(Region labeling items)

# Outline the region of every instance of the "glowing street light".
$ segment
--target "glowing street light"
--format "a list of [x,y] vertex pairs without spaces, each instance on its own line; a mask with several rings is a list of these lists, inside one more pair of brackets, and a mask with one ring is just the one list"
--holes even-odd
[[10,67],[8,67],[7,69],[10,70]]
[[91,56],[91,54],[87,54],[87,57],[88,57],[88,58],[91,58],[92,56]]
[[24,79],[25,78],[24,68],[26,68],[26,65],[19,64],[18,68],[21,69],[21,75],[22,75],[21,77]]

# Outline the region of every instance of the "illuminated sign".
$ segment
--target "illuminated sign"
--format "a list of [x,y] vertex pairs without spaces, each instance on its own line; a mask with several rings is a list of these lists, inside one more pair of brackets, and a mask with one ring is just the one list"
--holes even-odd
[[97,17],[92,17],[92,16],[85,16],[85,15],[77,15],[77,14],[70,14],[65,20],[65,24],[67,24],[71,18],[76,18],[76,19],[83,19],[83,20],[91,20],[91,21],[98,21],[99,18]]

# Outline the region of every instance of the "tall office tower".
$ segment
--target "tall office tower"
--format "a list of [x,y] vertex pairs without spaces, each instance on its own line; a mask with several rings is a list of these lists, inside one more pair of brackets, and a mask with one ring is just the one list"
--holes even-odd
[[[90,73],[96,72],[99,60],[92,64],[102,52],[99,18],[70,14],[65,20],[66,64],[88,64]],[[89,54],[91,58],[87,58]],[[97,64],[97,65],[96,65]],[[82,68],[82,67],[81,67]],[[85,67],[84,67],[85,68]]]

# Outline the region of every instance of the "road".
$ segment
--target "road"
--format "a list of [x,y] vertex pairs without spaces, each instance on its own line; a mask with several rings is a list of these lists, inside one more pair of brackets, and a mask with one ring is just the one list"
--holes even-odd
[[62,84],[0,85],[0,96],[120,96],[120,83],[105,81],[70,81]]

_GIVEN REQUEST_
Count the lines in the material above that contain the string "illuminated", and give only that number.

_TASK ANSWER_
2